» Dataset excerpts
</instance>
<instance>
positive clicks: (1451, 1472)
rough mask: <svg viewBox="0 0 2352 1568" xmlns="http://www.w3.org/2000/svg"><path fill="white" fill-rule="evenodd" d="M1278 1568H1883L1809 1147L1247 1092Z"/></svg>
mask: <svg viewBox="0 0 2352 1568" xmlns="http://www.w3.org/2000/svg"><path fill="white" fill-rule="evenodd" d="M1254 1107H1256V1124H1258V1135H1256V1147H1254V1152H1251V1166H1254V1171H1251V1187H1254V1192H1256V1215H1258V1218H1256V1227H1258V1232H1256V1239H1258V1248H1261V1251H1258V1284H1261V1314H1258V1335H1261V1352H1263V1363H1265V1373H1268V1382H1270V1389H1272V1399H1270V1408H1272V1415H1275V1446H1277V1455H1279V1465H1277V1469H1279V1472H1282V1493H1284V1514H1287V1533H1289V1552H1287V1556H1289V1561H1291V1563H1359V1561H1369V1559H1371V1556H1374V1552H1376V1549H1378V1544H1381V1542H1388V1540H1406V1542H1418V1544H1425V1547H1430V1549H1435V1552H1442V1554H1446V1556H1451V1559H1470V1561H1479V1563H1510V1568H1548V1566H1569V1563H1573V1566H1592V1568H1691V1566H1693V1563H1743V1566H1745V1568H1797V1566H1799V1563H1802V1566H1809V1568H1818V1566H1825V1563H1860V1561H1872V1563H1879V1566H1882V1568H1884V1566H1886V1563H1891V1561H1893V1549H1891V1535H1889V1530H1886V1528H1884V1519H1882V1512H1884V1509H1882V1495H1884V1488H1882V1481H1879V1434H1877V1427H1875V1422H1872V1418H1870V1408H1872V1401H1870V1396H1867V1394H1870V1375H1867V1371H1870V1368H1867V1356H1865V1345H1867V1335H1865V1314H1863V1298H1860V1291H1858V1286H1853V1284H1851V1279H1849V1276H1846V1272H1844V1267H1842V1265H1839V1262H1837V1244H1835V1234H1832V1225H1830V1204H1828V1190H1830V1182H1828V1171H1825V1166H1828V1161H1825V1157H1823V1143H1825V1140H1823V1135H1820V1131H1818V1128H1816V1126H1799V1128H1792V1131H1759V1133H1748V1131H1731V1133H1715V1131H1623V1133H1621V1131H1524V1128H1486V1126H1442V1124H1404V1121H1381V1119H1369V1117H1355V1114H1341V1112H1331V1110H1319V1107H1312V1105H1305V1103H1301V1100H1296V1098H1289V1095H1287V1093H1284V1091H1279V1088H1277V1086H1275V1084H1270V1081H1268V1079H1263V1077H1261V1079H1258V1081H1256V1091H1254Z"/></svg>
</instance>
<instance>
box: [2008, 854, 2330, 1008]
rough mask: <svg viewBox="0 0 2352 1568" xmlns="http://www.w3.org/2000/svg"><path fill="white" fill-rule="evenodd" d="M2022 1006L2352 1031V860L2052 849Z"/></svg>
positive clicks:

» Your instructions
Which lines in the records above include the word "positive"? Copy them out.

» Response area
positive clicks: (1451, 1472)
positive clicks:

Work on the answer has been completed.